▸ Exercise tasks
(a) Decide whether each statement agrees with the text below on diffusion imaging in acute stroke. Answer yes or no for each, quoting the deciding words of the text. (i) The images were acquired within the first nine hours of stroke onset. (ii) The regions of interest were drawn based on the α map. (iii) Eighteen non-zero b-values were applied in each direction.
(b) Extend the text below on diffusion imaging in acute stroke, starting after its last sentence.

▸ Text shown

··········

Purpose

Diffusion weighted imaging has become a pillar of magnetic resonance clinical imaging, especially in diagnosis of brain tumors and acute ischemia¹. Comparing to the conventional Gaussian diffusion model, the fraction diffusion model (FM) has the potential to more accurately depict the diffusion process in biological tissues². The use of FM model has been demonstrated in distinguishing low- and high-grade pediatric brain tumors³. However, its feasibility in detecting acute stroke has not yet been investigated. In this work, FM model was applied in patients with acute ischemic stroke and compared with traditional ADC to investigate its clinical potential.

Methods

In this study, eight patients diagnosed with acute ischemic stroke were retrospectively extracted from the database of Beijing Tiantan Hospital. Specific DWI images of the whole brain were acquired within the first nine hours of stroke onset on a 3T GE Discovery MR750 MRI scanner. The diffusion gradients were applied successively in three orthogonal directions. In each direction, a total of 18 non-zero b-values were applied, ranging from 150 to 3500 s/mm² with varying both diffusion gradient amplitudes and separation times. The obtained DWI images were first corrected for eddy currents distortions and head motions using FSL. FM related anomalous diffusion maps, α and H, were obtained by fitting DWI images with the FM model as shown in ref. 2. In addition, ADC value was computed using b = 1000 s/mm², directionally averaged maps were then calculated to reduce the influence of anisotropy. The regions of interest of stroke lesions were manually drawn by a radiologist based on ADC map; the mirror regions of the lesion ROIs were used as healthy tissue for comparison. Paired t test was performed between the metrics of the lesion ROIs and the healthy tissue.

··········

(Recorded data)
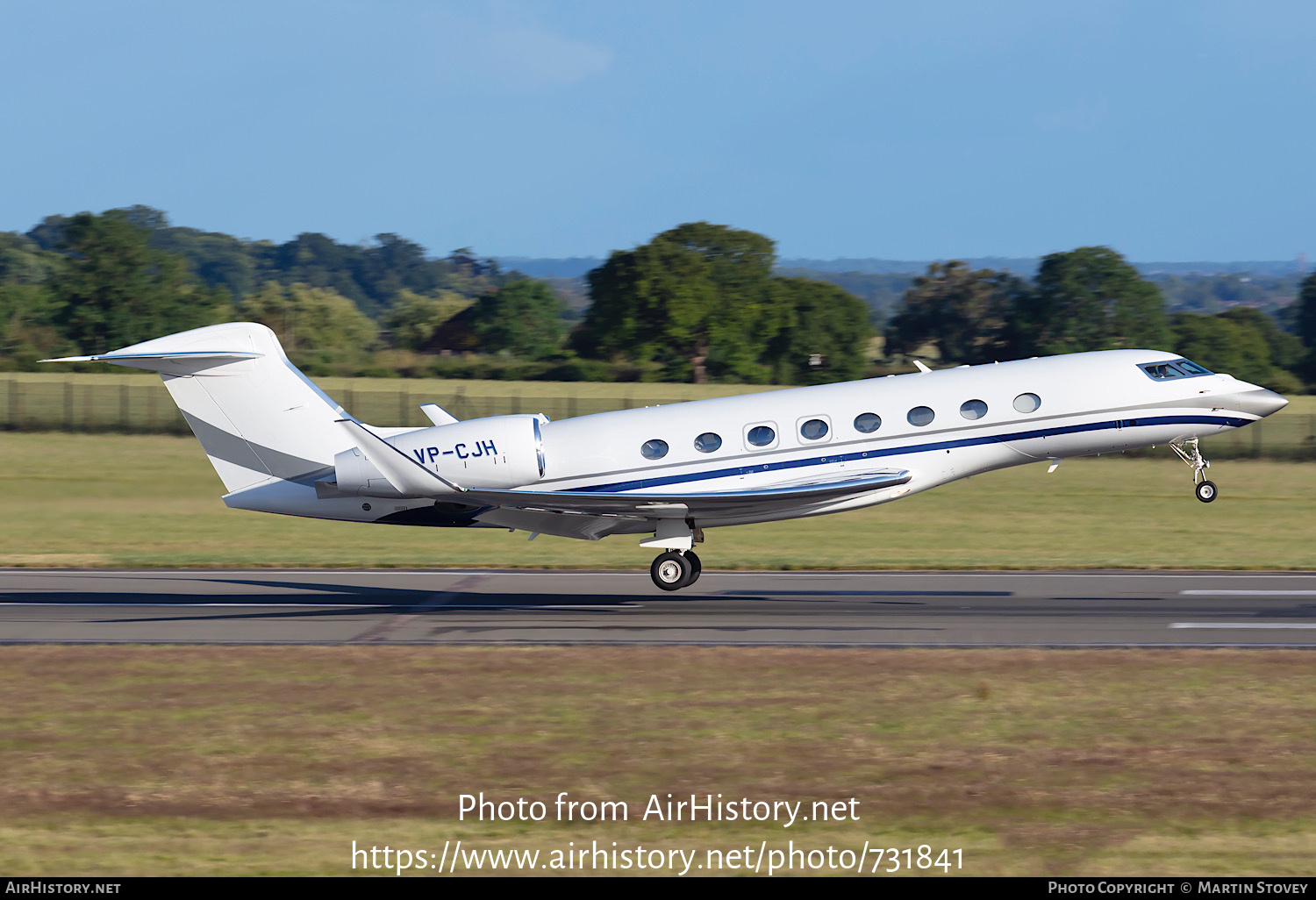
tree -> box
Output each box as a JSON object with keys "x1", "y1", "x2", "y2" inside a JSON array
[
  {"x1": 1011, "y1": 247, "x2": 1171, "y2": 355},
  {"x1": 54, "y1": 210, "x2": 228, "y2": 353},
  {"x1": 381, "y1": 291, "x2": 471, "y2": 350},
  {"x1": 237, "y1": 282, "x2": 376, "y2": 360},
  {"x1": 886, "y1": 260, "x2": 1029, "y2": 363},
  {"x1": 1173, "y1": 312, "x2": 1276, "y2": 384},
  {"x1": 579, "y1": 223, "x2": 789, "y2": 384},
  {"x1": 1294, "y1": 273, "x2": 1316, "y2": 381},
  {"x1": 765, "y1": 278, "x2": 873, "y2": 384},
  {"x1": 470, "y1": 278, "x2": 562, "y2": 360}
]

··········

▸ Results of the exercise
(a)
(i) Yes: "were acquired within the first nine hours of stroke onset"
(ii) No: "manually drawn by a radiologist based on ADC map"
(iii) Yes: "In each direction, a total of 18 non-zero b-values were applied"

(b)
Results

T₂-weighted b₀ image, ADC, α and H maps of a typical subject with acute stroke are shown in Fig. 1, where the arrows pointed the stroke lesion region. Lowered ADC value was observed in the lesion region as compared to the surrounding normal tissue. On the contrary, no significant signal change was seen in T₂ weighted image. α and H maps also showed decreased value in the lesion region as compared to the normal tissues. The results of paired t test are shown in Fig. 2. It is seen that both ADC and α parameters showed statistically significant difference between stroke regions and normal tissues; although H featured decreased values such difference was not statistically significant.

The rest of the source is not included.